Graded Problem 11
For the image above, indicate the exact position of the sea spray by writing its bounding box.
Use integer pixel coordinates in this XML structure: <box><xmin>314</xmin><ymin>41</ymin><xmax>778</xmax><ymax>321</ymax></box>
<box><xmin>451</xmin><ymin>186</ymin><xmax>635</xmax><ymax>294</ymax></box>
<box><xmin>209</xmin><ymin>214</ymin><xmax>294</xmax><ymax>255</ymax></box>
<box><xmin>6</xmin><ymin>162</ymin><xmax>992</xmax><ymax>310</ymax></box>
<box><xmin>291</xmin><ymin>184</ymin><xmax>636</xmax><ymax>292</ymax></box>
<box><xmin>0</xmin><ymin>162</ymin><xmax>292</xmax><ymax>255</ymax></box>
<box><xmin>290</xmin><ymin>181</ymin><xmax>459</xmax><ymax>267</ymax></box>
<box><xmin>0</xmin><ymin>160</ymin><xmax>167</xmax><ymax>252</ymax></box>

▶ _What to work on_
Each line from the one that contains "Use integer pixel" through the end of the material above should be returned exactly, and nothing else.

▶ _Result below_
Use integer pixel coordinates in this XML structure: <box><xmin>314</xmin><ymin>41</ymin><xmax>778</xmax><ymax>321</ymax></box>
<box><xmin>451</xmin><ymin>186</ymin><xmax>635</xmax><ymax>294</ymax></box>
<box><xmin>209</xmin><ymin>214</ymin><xmax>294</xmax><ymax>255</ymax></box>
<box><xmin>6</xmin><ymin>162</ymin><xmax>992</xmax><ymax>310</ymax></box>
<box><xmin>291</xmin><ymin>184</ymin><xmax>636</xmax><ymax>292</ymax></box>
<box><xmin>0</xmin><ymin>162</ymin><xmax>292</xmax><ymax>255</ymax></box>
<box><xmin>290</xmin><ymin>181</ymin><xmax>459</xmax><ymax>267</ymax></box>
<box><xmin>0</xmin><ymin>160</ymin><xmax>167</xmax><ymax>252</ymax></box>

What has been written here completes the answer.